Locate every line in the data below that contains the word "lamp" and copy each of those lines. Case counts.

*-*-*

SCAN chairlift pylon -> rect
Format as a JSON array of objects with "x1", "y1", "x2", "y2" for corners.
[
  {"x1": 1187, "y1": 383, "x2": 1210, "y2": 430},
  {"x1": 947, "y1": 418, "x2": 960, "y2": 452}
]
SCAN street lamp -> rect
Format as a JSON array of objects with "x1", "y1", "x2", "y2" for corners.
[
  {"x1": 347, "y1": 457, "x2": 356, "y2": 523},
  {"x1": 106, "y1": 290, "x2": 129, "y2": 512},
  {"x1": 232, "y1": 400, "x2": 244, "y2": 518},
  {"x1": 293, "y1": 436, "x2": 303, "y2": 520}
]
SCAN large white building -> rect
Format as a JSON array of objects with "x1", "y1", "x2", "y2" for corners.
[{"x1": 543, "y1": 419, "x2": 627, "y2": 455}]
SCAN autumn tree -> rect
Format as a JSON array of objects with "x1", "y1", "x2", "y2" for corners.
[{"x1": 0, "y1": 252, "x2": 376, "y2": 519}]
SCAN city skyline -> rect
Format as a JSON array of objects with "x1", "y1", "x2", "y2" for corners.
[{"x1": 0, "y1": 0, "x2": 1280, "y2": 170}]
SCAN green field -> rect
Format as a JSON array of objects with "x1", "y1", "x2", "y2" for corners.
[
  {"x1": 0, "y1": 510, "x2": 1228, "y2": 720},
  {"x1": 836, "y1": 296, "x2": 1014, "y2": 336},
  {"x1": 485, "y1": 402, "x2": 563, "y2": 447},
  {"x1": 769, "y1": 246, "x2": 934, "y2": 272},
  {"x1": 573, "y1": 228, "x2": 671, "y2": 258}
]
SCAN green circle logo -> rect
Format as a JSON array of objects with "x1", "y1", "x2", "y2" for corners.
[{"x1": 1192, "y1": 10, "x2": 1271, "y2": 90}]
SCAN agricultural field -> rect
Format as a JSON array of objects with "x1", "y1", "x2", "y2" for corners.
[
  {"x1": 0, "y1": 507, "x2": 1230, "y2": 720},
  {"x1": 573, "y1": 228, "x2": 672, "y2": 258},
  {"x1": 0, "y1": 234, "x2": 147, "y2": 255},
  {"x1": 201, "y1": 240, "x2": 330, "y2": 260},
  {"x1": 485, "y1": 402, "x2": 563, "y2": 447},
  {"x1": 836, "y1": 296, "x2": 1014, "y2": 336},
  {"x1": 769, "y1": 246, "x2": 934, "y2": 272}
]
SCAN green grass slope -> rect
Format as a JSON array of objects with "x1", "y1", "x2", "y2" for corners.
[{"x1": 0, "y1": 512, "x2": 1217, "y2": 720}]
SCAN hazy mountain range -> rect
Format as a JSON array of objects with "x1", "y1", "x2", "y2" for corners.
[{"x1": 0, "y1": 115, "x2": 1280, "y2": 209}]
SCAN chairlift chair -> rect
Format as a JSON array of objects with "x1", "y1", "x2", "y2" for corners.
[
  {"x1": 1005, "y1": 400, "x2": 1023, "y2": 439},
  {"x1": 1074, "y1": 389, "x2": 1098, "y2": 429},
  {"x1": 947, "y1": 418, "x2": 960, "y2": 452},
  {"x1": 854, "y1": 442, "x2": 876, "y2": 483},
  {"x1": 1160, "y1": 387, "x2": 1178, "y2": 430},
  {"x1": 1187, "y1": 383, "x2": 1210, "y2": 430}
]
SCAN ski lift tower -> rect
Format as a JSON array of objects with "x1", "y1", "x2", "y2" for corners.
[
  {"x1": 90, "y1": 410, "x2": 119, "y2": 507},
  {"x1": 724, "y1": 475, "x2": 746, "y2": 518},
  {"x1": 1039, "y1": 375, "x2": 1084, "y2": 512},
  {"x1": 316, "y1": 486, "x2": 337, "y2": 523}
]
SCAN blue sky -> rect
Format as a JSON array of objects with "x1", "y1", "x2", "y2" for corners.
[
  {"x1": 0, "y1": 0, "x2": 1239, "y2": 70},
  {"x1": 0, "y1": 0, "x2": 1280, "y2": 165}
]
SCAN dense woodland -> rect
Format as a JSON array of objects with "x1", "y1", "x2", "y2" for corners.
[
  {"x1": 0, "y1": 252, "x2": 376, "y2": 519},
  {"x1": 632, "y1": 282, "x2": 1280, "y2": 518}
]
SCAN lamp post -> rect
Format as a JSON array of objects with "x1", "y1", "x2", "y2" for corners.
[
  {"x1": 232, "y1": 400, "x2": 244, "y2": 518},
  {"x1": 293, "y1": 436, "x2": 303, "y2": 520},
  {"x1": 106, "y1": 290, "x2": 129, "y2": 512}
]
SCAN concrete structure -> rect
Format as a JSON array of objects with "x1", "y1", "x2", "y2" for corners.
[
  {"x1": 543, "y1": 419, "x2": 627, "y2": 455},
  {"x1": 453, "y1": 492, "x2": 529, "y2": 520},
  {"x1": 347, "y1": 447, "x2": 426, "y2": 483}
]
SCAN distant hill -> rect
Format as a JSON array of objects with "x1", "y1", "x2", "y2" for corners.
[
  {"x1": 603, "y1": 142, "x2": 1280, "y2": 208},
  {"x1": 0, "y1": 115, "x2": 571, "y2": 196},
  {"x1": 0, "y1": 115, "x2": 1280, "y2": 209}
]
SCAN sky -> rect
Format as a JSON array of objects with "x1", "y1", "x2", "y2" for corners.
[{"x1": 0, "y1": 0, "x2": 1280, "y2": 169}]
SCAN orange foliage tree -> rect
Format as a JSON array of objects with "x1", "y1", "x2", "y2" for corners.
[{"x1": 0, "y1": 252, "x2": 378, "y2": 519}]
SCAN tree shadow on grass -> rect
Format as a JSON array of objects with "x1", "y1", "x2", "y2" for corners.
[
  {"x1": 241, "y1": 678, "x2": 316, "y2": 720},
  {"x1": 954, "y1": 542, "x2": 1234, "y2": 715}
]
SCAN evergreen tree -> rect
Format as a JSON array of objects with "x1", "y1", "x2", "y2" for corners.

*-*-*

[Result of this exercise]:
SCAN street lamp -> rect
SCAN lamp post -> rect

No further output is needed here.